• Action item
In the passage on clearing the Barry M. Goldwater Range, reproduce the part that opens with the words containing "Explosive Ordnance Disposal Airmen, accompanied" and closes with "EOD team leader.", switching "pilots" to "aircrews".

• Excerpt provided
┏━━

Staff Sgt. Adam Clement, 56th Civil Engineer Squadron Explosive Ordnance Disposal team leader, inspects a blast crater Jan. 30 at the Barry M. Goldwater Range. EOD finds unexploded ordnance, marks it off and blows it up.

 
After a long day of dropping bombs and firing missiles at targets, hard work and caution are needed to clean up the Barry M. Goldwater Range.

It is the job of the 56th Civil Engineer Squadron to clear the range so maintenance personnel can repopulate it with targets. They remove hazards such as fragments from bombs, scrap metal from targets and unexploded duds.

Explosive Ordnance Disposal Airmen, accompanied by Chief Master Sgt. John Mazza, 56th Fighter Wing command chief, performed an annual clearance Jan. 30 of the BMGR and surrounding areas by searching for unexploded bombs or missiles at the high explosive hill and performing sweep line runs at the South Tactical range.

“Because we clear the range of explosive hazards for the safety of the range management office maintenance unit, the maintenance personnel can then either repair or replace targets for the pilots to train on,” said Staff Sgt. Stephen Alvarez, 56th CES EOD team leader.

Chief Master Sgt. John Mazza, 56th Fighter Wing command chief, watches the 56th CES Explosive Ordnance Disposal team explode undetonated ordnance at the high explosives hill at the Barry M. Goldwater Range. The EOD unit clears the range for maintenance to replace the targets for pilot training.

┗━━

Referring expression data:
┏━━

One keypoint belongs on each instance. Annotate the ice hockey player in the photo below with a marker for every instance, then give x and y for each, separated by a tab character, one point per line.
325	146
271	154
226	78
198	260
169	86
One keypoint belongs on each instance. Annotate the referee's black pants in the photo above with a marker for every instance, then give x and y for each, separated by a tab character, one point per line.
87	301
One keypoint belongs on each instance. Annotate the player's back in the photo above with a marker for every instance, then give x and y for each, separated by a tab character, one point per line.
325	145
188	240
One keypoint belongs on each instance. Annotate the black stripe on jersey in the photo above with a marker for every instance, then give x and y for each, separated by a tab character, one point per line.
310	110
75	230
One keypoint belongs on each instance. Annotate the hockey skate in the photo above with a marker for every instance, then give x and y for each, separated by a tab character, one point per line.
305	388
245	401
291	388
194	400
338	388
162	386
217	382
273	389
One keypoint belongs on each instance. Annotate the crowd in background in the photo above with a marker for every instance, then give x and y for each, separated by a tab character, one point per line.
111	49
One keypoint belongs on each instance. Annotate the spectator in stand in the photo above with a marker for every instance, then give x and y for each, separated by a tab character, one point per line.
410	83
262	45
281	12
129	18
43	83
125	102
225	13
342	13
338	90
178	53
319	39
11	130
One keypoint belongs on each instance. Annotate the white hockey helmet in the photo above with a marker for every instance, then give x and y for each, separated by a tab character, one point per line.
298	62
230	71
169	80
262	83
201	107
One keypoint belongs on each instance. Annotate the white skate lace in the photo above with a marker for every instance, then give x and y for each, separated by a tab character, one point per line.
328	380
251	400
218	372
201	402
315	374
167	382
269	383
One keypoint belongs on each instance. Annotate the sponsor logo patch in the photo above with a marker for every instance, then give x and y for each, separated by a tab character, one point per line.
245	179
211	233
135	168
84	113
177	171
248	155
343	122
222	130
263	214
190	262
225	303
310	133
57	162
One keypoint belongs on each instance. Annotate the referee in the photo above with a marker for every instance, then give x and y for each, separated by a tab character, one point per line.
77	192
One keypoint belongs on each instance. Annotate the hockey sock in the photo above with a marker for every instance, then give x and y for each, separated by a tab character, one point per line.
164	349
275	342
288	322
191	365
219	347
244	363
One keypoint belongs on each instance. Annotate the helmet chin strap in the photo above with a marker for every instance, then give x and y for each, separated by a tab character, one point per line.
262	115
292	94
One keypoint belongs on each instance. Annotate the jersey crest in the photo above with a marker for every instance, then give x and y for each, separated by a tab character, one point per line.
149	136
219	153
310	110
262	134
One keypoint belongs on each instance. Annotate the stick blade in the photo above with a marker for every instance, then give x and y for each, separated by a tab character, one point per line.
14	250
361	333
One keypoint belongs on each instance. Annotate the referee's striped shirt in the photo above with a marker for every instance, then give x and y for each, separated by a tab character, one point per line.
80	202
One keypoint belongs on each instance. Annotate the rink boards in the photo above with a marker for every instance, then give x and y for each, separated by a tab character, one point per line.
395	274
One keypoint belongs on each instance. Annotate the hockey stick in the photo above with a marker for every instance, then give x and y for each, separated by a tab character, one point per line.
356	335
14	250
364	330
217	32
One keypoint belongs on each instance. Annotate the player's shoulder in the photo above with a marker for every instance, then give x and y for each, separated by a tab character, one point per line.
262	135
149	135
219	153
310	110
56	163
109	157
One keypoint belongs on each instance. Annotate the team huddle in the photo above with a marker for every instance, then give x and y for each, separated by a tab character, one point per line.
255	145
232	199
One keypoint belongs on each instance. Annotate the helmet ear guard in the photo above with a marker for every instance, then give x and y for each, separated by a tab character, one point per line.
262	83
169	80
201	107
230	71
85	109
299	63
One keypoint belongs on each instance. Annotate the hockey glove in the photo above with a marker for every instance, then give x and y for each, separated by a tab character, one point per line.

┗━━

• Finished task
Explosive Ordnance Disposal Airmen, accompanied by Chief Master Sgt. John Mazza, 56th Fighter Wing command chief, performed an annual clearance Jan. 30 of the BMGR and surrounding areas by searching for unexploded bombs or missiles at the high explosive hill and performing sweep line runs at the South Tactical range.

“Because we clear the range of explosive hazards for the safety of the range management office maintenance unit, the maintenance personnel can then either repair or replace targets for the aircrews to train on,” said Staff Sgt. Stephen Alvarez, 56th CES EOD team leader.